* **Set exercise**: Reproduce all of the material below, switching every "Write one line per instance" to "Put each point on its own line" and leaving everything else unchanged.

* **Source material**:
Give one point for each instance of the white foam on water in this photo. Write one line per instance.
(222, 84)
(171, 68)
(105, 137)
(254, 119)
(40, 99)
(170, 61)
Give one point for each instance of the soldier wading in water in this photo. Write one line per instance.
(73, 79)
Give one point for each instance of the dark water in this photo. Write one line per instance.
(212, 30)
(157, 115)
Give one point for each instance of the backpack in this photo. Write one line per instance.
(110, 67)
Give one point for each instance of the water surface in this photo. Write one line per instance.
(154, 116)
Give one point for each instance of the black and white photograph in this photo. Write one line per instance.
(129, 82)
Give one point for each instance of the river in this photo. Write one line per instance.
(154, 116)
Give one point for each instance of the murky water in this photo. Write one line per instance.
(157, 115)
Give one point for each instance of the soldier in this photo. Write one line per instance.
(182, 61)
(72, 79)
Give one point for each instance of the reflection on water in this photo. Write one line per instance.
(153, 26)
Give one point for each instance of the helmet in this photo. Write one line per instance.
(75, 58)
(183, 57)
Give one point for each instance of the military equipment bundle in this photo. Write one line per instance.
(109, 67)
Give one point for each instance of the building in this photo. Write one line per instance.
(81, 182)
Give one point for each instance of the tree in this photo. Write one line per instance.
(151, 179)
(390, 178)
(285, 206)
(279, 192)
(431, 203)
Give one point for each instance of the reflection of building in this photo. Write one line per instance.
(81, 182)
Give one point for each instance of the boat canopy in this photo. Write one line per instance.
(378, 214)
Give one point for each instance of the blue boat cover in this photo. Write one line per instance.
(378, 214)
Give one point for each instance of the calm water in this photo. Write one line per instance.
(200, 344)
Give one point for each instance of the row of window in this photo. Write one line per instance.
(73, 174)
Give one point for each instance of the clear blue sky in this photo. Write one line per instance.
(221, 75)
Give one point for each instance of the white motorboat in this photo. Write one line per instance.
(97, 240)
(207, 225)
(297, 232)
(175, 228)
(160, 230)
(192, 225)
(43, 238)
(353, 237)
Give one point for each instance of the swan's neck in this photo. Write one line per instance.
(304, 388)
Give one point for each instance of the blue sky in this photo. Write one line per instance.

* **Solved exercise**:
Give one point for each instance of the white foam on water in this photo. Put each point on its own line.
(222, 84)
(171, 68)
(105, 137)
(254, 119)
(40, 99)
(170, 61)
Give one point for each instance of the soldier wading in water in this photo. Put each point on its own line.
(73, 79)
Give one point for each instance of the dark water in this photo. Put each point on its own line.
(212, 30)
(157, 115)
Give one point for each instance of the backpack in this photo. Put each point on its own line.
(110, 67)
Give one point for each instance of the water surface in this photo. Put each point on its own line.
(154, 116)
Give one point for each instance of the black and white photograph in this photo. Put each point on its own line.
(129, 82)
Give one point for each instance of the river in this photo. Put each point on its own line.
(154, 116)
Give one point for each instance of the murky water in this photo. Put each point on its own line.
(157, 115)
Give one point for each instance of the soldier in this photo. Put each point on its own line.
(182, 61)
(72, 79)
Give one point for each instance of the reflection on water in this photo. Put each point on its own line.
(153, 26)
Give one point for each instance of the helmet in this photo. Put each point on its own line.
(75, 58)
(183, 57)
Give one point for each instance of the military equipment bundle in this photo. Put each point on its own line.
(109, 67)
Give one point for each instance of the building in this photo. Put each point on its own line.
(81, 182)
Give one point for each instance of the tree in this photo. Put each point on its own line.
(151, 179)
(390, 178)
(285, 206)
(279, 192)
(431, 203)
Give one point for each instance of the reflection of building in this photo. Put each point on its own line.
(81, 182)
Give one point for each instance of the boat canopy in this photo. Put each point on its own line.
(378, 214)
Give one point for each instance of the blue boat cover in this photo. Put each point on its own line.
(378, 214)
Give one point for each instance of the calm water in this photo. Put each point on its own line.
(200, 344)
Give one point for each instance of the row of window in this photo. Put each point on its own line.
(73, 174)
Give one point for each instance of the clear blue sky in this photo. Put each point on its own line.
(221, 75)
Give one point for each instance of the white motorboat in this photo. Put each point on its own line.
(97, 240)
(207, 225)
(297, 232)
(175, 228)
(160, 230)
(192, 225)
(43, 238)
(353, 237)
Give one point for each instance of the swan's neck in this photo. Put each point on its own line.
(304, 388)
Give one point for each instance of the blue sky in this photo. Put each point on its own line.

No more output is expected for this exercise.